◆ Polecenie
Przepisz wiernie z rozważania o szukaniu Jezusa wszystko od „Szukam Boga. To” aż do „wahań i wątpliwości.”.

◆ Wybrany tekst
##############################
Znalezienie Jezusa nie jest równoznaczne ze znalezieniem odpowiedzi na wszystkie pytania. Bywa niekiedy odwrotnie. Otrzymujemy odpowiedź, ale jej nie rozumiemy. Tak było po trzech dniach poszukiwań Zagubionego. Tak było również po odnalezieniu trzeciego dnia Żywego. Tu i tu trzy dni. Tu i tu z bólem serca. Może inaczej, jak tylko z bólem serca, nie da się Go szukać i znaleźć?
Maryja i Józef słyszą o konieczności bycia w sprawach Ojca. „Nie zrozumieli tego, co im powiedział.” Idącym do Emaus uczniom wyjaśnia Pisma, ale oczy ich są na uwięzi. Nie widzą i nie rozumieją. Bo i nie o zrozumienie chodzi. Usprawiedliwienie nie zależy od zrozumienia. Zależy od wiary. I miłość nie zależy od zrozumienia. Zrozumienie zależy od miłości.
Szukam Boga. To znaczy jestem gotowy wierzyć nie rozumiejąc i kochać nie rozumiejąc. Zrozumiem gdy uwierzę i pokocham. I przestanę się lękać gdy uwierzę i pokocham. Mówi mi o tym, nie wypowiadając żadnego słowa, wierzący i kochający Józef. Zaskoczony w środku nocy wahań i wątpliwości.
##############################
◆ Przedstawione informacje
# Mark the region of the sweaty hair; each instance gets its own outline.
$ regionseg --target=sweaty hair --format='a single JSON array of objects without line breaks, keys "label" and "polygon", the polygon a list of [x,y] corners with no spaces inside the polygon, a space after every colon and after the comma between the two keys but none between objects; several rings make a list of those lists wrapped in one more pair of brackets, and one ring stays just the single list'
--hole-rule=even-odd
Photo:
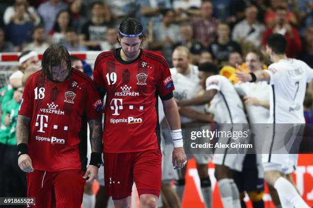
[{"label": "sweaty hair", "polygon": [[285,36],[278,33],[271,35],[266,38],[266,44],[272,48],[277,55],[282,55],[286,53],[287,41]]},{"label": "sweaty hair", "polygon": [[[120,31],[126,35],[136,35],[142,33],[142,34],[139,36],[142,44],[147,37],[147,35],[143,32],[143,28],[141,23],[134,18],[128,17],[123,20],[120,24],[119,30],[119,34],[121,38],[123,38],[125,36],[121,34]],[[120,43],[118,38],[117,40],[120,44],[121,43]]]},{"label": "sweaty hair", "polygon": [[43,53],[41,67],[43,75],[49,80],[53,80],[50,68],[55,66],[60,66],[63,62],[65,62],[66,68],[70,73],[72,73],[73,69],[71,64],[71,56],[65,47],[54,44],[48,47]]},{"label": "sweaty hair", "polygon": [[210,62],[205,62],[199,65],[198,70],[200,71],[204,71],[213,74],[218,73],[218,69],[216,65]]}]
##############################
◆ Odpowiedź
Szukam Boga. To znaczy jestem gotowy wierzyć nie rozumiejąc i kochać nie rozumiejąc. Zrozumiem gdy uwierzę i pokocham. I przestanę się lękać gdy uwierzę i pokocham. Mówi mi o tym, nie wypowiadając żadnego słowa, wierzący i kochający Józef. Zaskoczony w środku nocy wahań i wątpliwości.